## Start PAGE
Financial Sector Assessment Program (FSAP)

March 16, 2021

The global financial crisis showed that the health and functioning of a country’s financial sector has far-reaching implications for its own and other economies. The Financial Sector Assessment Program (FSAP) is a comprehensive and in-depth analysis of a country’s financial sector. It is a crucial part of the Fund’s financial surveillance and an input to the Article IV consultations. FSAP assessments are the joint responsibility of the IMF and World Bank in developing economies and emerging markets —and of the IMF alone in advanced economies. The FSAP includes two major components: a financial stability assessment, which is the responsibility of the IMF, and a financial development assessment, the responsibility of the World Bank. To date, more than three-quarters of the institutions’ member countries have undergone assessments.

Assess financial stability and development

The goal of FSAP assessments is twofold: to gauge the stability and soundness of the financial sector and to assess its potential contribution to growth and development.
## End PAGE
## Start DATA LISTING
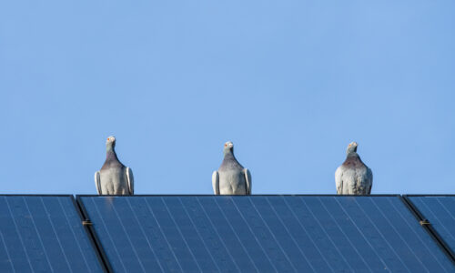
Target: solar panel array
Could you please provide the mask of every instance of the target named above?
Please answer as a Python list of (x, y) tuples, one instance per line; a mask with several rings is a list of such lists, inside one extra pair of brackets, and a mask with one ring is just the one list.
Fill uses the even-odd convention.
[(72, 196), (0, 196), (0, 272), (103, 272)]
[(408, 198), (455, 253), (455, 196), (410, 196)]
[(399, 197), (80, 197), (116, 272), (453, 272)]

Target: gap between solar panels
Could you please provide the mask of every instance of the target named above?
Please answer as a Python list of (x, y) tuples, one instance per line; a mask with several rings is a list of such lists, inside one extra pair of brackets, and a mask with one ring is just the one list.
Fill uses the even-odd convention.
[[(408, 206), (410, 210), (414, 214), (417, 220), (422, 226), (425, 230), (431, 236), (431, 238), (438, 242), (438, 245), (446, 253), (449, 258), (455, 264), (455, 253), (449, 246), (449, 244), (443, 239), (443, 238), (439, 234), (433, 226), (433, 220), (430, 218), (430, 216), (424, 216), (424, 214), (419, 209), (418, 206), (412, 202), (414, 197), (451, 197), (455, 198), (453, 195), (403, 195), (402, 198), (405, 204)], [(423, 207), (422, 207), (423, 208)], [(455, 230), (455, 227), (454, 227)]]
[(72, 195), (0, 195), (0, 272), (106, 272)]

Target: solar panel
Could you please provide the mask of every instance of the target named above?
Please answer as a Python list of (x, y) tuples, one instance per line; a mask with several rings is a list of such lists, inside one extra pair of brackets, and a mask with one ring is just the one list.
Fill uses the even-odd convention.
[(72, 196), (0, 196), (0, 272), (103, 272)]
[(408, 199), (419, 210), (422, 218), (430, 221), (454, 256), (455, 196), (408, 196)]
[(116, 272), (453, 272), (399, 197), (78, 197)]

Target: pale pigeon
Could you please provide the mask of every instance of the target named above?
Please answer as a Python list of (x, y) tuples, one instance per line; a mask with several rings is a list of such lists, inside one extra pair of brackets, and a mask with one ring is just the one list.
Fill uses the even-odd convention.
[(244, 168), (234, 157), (234, 144), (225, 144), (224, 159), (217, 171), (212, 175), (212, 186), (215, 195), (250, 195), (251, 174)]
[(106, 161), (95, 173), (95, 185), (99, 195), (133, 195), (135, 178), (129, 167), (124, 166), (116, 154), (116, 137), (106, 141)]
[(357, 143), (352, 142), (346, 150), (346, 160), (335, 172), (339, 195), (369, 195), (373, 185), (373, 173), (359, 157)]

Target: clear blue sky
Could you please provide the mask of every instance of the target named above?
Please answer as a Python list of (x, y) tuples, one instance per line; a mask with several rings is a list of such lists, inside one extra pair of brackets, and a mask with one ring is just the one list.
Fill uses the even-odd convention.
[(0, 192), (95, 194), (114, 135), (137, 194), (455, 193), (453, 1), (3, 1)]

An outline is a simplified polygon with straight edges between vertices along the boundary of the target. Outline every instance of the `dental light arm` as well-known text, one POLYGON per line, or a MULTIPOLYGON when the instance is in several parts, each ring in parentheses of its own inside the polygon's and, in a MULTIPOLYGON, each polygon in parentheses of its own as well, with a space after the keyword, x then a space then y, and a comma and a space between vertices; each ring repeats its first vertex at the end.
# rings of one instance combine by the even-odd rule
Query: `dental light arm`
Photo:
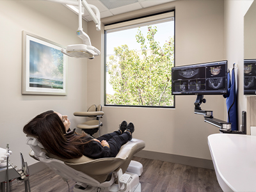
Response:
MULTIPOLYGON (((79 3, 74 1, 69 0, 44 0, 46 1, 51 1, 55 3, 59 3, 65 4, 70 4, 74 6, 79 6, 79 3)), ((96 24, 96 28, 97 31, 100 30, 100 14, 99 9, 94 5, 88 4, 85 0, 82 1, 83 6, 89 13, 90 15, 92 17, 92 20, 96 24), (95 13, 93 11, 96 13, 95 13)))
POLYGON ((92 17, 93 22, 96 24, 97 31, 100 30, 100 12, 98 8, 92 4, 87 3, 86 0, 78 0, 78 2, 68 0, 45 0, 47 1, 52 1, 60 3, 61 4, 67 4, 70 5, 79 6, 79 15, 78 15, 78 29, 76 34, 82 40, 83 44, 70 45, 67 46, 67 49, 61 49, 62 53, 70 56, 79 58, 88 58, 89 59, 93 59, 94 56, 99 56, 100 52, 93 46, 92 46, 91 41, 89 36, 83 31, 82 28, 82 4, 84 8, 88 12, 90 15, 92 17), (96 13, 95 13, 93 11, 96 13))

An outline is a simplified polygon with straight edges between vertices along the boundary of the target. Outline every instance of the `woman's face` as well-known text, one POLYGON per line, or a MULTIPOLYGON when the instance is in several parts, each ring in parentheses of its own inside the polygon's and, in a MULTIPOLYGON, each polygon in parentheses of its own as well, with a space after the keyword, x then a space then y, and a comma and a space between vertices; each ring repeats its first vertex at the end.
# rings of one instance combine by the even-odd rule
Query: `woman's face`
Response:
POLYGON ((65 129, 67 132, 68 130, 69 127, 70 127, 70 122, 69 121, 69 119, 68 119, 68 116, 62 115, 61 114, 58 112, 54 112, 54 113, 56 113, 60 116, 61 121, 63 122, 65 129))

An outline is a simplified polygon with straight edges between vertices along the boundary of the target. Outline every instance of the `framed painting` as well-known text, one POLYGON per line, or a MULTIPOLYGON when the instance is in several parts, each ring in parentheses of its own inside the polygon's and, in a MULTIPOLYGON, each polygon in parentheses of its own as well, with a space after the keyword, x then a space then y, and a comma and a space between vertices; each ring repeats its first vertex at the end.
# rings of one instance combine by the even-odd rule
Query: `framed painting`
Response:
POLYGON ((67 95, 67 56, 62 48, 22 31, 22 94, 67 95))

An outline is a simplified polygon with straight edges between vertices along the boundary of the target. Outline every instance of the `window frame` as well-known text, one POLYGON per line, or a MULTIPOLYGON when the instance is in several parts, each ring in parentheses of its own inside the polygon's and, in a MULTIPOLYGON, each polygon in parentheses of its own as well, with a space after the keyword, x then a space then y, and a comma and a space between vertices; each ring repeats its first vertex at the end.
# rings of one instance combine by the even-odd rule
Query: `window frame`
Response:
MULTIPOLYGON (((173 12, 173 21, 174 21, 174 59, 173 59, 173 66, 175 66, 175 10, 172 9, 170 10, 161 12, 159 13, 146 15, 143 17, 135 17, 131 19, 124 20, 122 21, 112 22, 111 24, 106 24, 104 27, 108 26, 113 26, 114 24, 118 24, 120 23, 124 23, 126 22, 129 22, 132 20, 135 20, 140 19, 144 19, 152 16, 156 16, 158 15, 163 15, 167 13, 173 12)), ((145 22, 144 22, 145 23, 145 22)), ((107 42, 107 31, 104 29, 104 106, 113 106, 113 107, 129 107, 129 108, 175 108, 175 95, 173 96, 173 106, 134 106, 134 105, 114 105, 114 104, 106 104, 106 72, 107 72, 107 47, 106 47, 106 42, 107 42)))

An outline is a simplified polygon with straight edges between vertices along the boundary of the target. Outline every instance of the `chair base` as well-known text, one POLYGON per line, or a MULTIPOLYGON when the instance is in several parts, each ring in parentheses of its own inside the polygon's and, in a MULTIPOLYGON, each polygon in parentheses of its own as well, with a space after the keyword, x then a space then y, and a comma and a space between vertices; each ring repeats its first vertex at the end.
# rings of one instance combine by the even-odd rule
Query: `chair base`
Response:
POLYGON ((87 186, 86 188, 83 188, 78 184, 76 184, 73 188, 74 192, 141 192, 141 185, 139 180, 139 176, 137 174, 129 173, 131 175, 131 179, 127 183, 127 188, 126 190, 124 190, 124 186, 121 186, 121 189, 118 191, 118 184, 113 184, 109 188, 104 187, 92 187, 92 186, 87 186))

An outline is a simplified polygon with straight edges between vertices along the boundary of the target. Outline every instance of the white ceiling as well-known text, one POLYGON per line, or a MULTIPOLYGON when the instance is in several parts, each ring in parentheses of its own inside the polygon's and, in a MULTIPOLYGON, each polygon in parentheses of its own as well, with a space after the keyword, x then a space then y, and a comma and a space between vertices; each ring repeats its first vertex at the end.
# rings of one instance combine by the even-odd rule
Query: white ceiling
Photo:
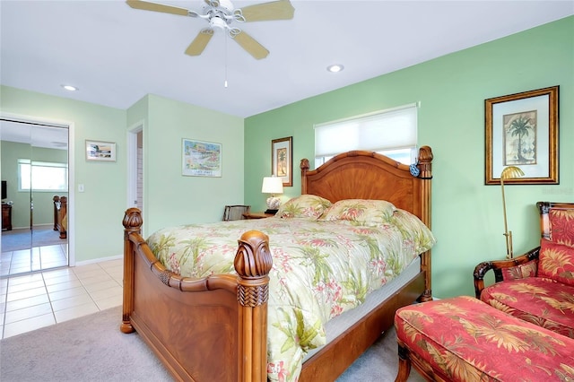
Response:
POLYGON ((196 18, 119 0, 2 0, 1 82, 122 109, 152 93, 245 117, 574 14, 573 0, 291 3, 292 20, 239 25, 271 52, 256 60, 221 30, 185 55, 207 26, 196 18), (334 63, 344 71, 328 73, 334 63))

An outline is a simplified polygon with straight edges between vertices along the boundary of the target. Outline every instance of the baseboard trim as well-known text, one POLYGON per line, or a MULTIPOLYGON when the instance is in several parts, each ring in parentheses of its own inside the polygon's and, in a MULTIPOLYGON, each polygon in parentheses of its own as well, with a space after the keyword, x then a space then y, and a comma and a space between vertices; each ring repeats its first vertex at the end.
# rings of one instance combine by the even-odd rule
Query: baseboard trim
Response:
MULTIPOLYGON (((122 258, 124 258, 124 255, 112 256, 109 257, 100 257, 100 258, 94 258, 91 260, 85 260, 85 261, 76 261, 75 265, 74 266, 89 265, 91 264, 97 264, 104 261, 117 260, 122 258)), ((70 266, 73 266, 73 265, 70 265, 70 266)))

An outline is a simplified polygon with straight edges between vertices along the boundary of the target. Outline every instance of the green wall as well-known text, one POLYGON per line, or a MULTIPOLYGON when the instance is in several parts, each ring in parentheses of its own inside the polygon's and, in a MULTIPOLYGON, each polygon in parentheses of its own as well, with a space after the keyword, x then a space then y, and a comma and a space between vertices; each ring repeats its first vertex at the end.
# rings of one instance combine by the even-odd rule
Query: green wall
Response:
POLYGON ((225 204, 243 204, 243 118, 148 95, 128 110, 127 126, 140 123, 144 233, 221 221, 225 204), (222 143, 222 176, 182 176, 183 138, 222 143))
POLYGON ((574 202, 574 17, 247 118, 246 203, 265 209, 260 187, 271 172, 272 139, 293 137, 293 187, 285 189, 286 200, 300 194, 299 161, 314 156, 314 124, 421 102, 418 143, 434 153, 433 292, 474 295, 474 266, 506 255, 500 187, 484 186, 484 100, 554 85, 560 185, 505 187, 519 254, 539 242, 537 201, 574 202))
MULTIPOLYGON (((26 143, 2 141, 2 180, 7 181, 8 198, 13 202, 12 206, 13 228, 30 227, 30 191, 18 191, 18 160, 32 159, 38 161, 67 163, 67 152, 65 150, 32 147, 26 143)), ((54 195, 67 196, 67 192, 35 191, 34 225, 54 224, 54 195)))
POLYGON ((569 17, 245 120, 155 95, 121 110, 6 86, 0 87, 0 110, 74 124, 71 191, 83 184, 85 192, 71 192, 75 225, 70 230, 82 263, 122 254, 126 130, 134 126, 144 127, 146 234, 221 220, 227 204, 264 210, 261 181, 271 173, 273 139, 293 137, 293 187, 283 197, 297 195, 299 160, 313 158, 314 124, 420 101, 419 144, 431 146, 435 157, 433 290, 445 298, 472 294, 474 265, 506 252, 500 189, 483 184, 485 99, 560 85, 561 184, 506 189, 515 252, 538 243, 535 202, 574 202, 573 36, 574 17, 569 17), (181 176, 182 138, 221 143, 223 176, 181 176), (117 143, 117 161, 87 162, 86 139, 117 143))
POLYGON ((74 125, 74 181, 70 187, 77 190, 83 184, 85 189, 71 193, 75 224, 68 230, 74 237, 70 245, 76 263, 122 256, 121 221, 127 208, 126 130, 135 125, 144 126, 144 234, 166 225, 220 221, 225 204, 243 203, 243 119, 239 117, 155 95, 143 98, 128 110, 7 86, 0 87, 0 96, 4 114, 74 125), (183 177, 183 138, 222 143, 222 177, 183 177), (115 142, 117 161, 86 161, 86 139, 115 142))

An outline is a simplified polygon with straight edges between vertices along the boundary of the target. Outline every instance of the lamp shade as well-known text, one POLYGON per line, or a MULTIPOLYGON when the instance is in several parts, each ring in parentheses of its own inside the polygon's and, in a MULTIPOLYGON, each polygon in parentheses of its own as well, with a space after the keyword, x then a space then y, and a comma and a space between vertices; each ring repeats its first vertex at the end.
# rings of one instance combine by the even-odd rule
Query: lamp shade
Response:
POLYGON ((263 194, 283 194, 283 180, 277 177, 265 177, 261 187, 263 194))
POLYGON ((500 173, 500 179, 514 179, 524 176, 522 169, 515 166, 509 166, 500 173))

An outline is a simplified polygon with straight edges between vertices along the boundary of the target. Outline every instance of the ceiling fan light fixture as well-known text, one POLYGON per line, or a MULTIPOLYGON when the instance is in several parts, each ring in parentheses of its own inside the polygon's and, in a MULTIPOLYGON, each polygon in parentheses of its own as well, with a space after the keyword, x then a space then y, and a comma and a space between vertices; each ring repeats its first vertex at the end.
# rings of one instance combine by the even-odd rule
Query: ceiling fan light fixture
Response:
POLYGON ((344 69, 344 66, 342 65, 341 64, 330 65, 326 67, 326 70, 331 73, 338 73, 338 72, 341 72, 343 69, 344 69))
POLYGON ((65 89, 66 91, 78 91, 78 90, 79 90, 79 89, 78 89, 78 88, 76 88, 75 86, 72 86, 72 85, 65 85, 65 84, 63 84, 63 85, 62 85, 62 87, 63 87, 64 89, 65 89))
## End DATA LISTING
*REQUIRED TASKS*:
(A) Answer these from the FSAP overview, one answer per line, marked the same way:
(i) What date does the FSAP overview carry?
(ii) Which institution is responsible for the financial stability assessment?
(iii) What share of the institutions' member countries have undergone assessments so far?
(B) Repeat a passage of the FSAP overview word for word. Begin at the words "Assess financial stability" and stop after "growth and development.".
(C) Carry on the FSAP overview from its final sentence.

*TASK-BY-TASK ANSWERS*:
(A)
(i) March 16, 2021
(ii) The IMF
(iii) More than three-quarters

(B)
Assess financial stability and development

The goal of FSAP assessments is twofold: to gauge the stability and soundness of the financial sector and to assess its potential contribution to growth and development.

(C)
  • To assess stability, FSAP teams examine the resilience of the banking and nonbank financial sectors; conduct stress tests and analyze systemic risks, including links among banks and nonbanks and domestic and cross-border spillovers; conduct analysis of emerging risks, such as climate and cyber risks; examine microprudential and macroprudential frameworks; review the quality of bank and nonbank supervision and financial market infrastructure oversight, including central clearing, payment systems, and fintech ecosystems; and evaluate the ability of central banks, regulators and supervisors, policymakers, backstops, and financial safety nets to respond effectively in case of systemic stress.

  • To assess development aspects, FSAPs examine institutions, markets, infrastructure, and their inclusiveness; the quality of the legal framework and of payments and settlements systems; obstacles to competitiveness and efficiency; progress in financial inclusion; and access to retail payment digital technology. They also examine the financial sector’s contribution to economic growth and development. Issues related to the deepening of domestic capital markets are particularly important in developing and low-income countries.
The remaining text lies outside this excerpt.